▽
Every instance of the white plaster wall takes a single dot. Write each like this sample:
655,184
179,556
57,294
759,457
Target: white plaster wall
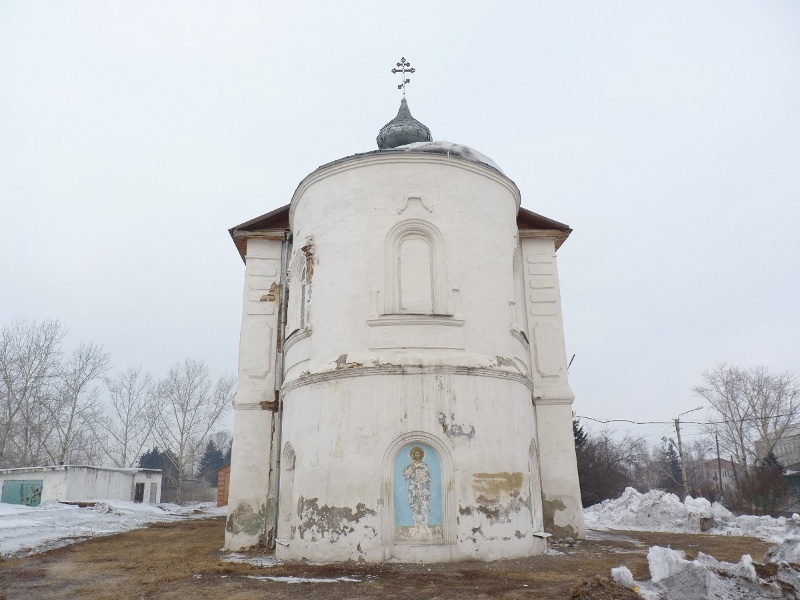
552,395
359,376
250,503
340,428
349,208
△
▽
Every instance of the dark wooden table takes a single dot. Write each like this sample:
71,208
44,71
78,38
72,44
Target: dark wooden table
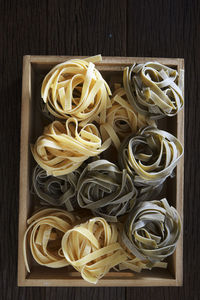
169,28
△
▸ **SET EXERCISE**: Count the lines in the items above that contain the string "each", matching case, and give only the number.

▸ **WRITTEN SOLUTION**: 2